_PASSAGE FOR REVIEW_
..............................

Big Law Warns After Court Rules AI Chats Aren’t Privileged

In United States v. Heppner, a federal judge found private chats with Anthropic’s Claude lack attorney‑client privilege. Major firms warned clients and updated engagement letters.

In February, Judge Jed Rakoff of the U.S. District Court for the Southern District of New York ruled that private conversations a defendant had with Anthropic’s chatbot Claude were not protected by attorney‑client privilege. The defendant, Bradley Heppner, had used Claude on his own after receiving a grand jury subpoena; the FBI later seized 31 documents generated in those chats from his home.

..............................

_WHAT YOU WILL DO_
**a)** Return the passage of the article on the Heppner ruling starting at "Big Law Warns" and ending at "updated engagement letters.".
**b)** Condense the paragraph of the article on the Heppner ruling that begins "In February, Judge Jed Rakoff" into a short bulleted list that keeps its main facts.
**c)** List every organization or institution named in the article on the Heppner ruling.

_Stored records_
..............................

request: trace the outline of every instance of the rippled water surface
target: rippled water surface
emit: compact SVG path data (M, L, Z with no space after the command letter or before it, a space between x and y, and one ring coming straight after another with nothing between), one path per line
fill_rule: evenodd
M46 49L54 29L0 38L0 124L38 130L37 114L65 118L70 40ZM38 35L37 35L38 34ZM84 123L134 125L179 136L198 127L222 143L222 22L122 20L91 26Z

..............................

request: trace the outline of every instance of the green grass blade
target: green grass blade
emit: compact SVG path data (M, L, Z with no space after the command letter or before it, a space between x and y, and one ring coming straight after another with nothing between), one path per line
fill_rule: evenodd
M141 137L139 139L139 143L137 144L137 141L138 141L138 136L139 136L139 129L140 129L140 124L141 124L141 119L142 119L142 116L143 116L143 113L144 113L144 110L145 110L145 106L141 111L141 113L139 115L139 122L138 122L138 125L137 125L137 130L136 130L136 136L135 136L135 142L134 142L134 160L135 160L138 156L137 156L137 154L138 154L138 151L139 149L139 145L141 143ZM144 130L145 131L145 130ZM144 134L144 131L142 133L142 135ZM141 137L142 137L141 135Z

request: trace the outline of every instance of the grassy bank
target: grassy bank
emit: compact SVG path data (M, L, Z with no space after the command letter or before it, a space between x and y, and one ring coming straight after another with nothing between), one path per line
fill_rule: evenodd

..............................

_SOLUTIONS IN ORDER_
**a)**
Big Law Warns After Court Rules AI Chats Aren’t Privileged

In United States v. Heppner, a federal judge found private chats with Anthropic’s Claude lack attorney‑client privilege. Major firms warned clients and updated engagement letters.

**b)**
- In February, Judge Jed Rakoff of the U.S. District Court for the Southern District of New York ruled that a defendant's private conversations with Anthropic's chatbot Claude were not protected by attorney-client privilege.
- The defendant, Bradley Heppner, had used Claude on his own after receiving a grand jury subpoena.
- The FBI later seized 31 documents generated in those chats from his home.

**c)**
- Anthropic
- U.S. District Court for the Southern District of New York
- FBI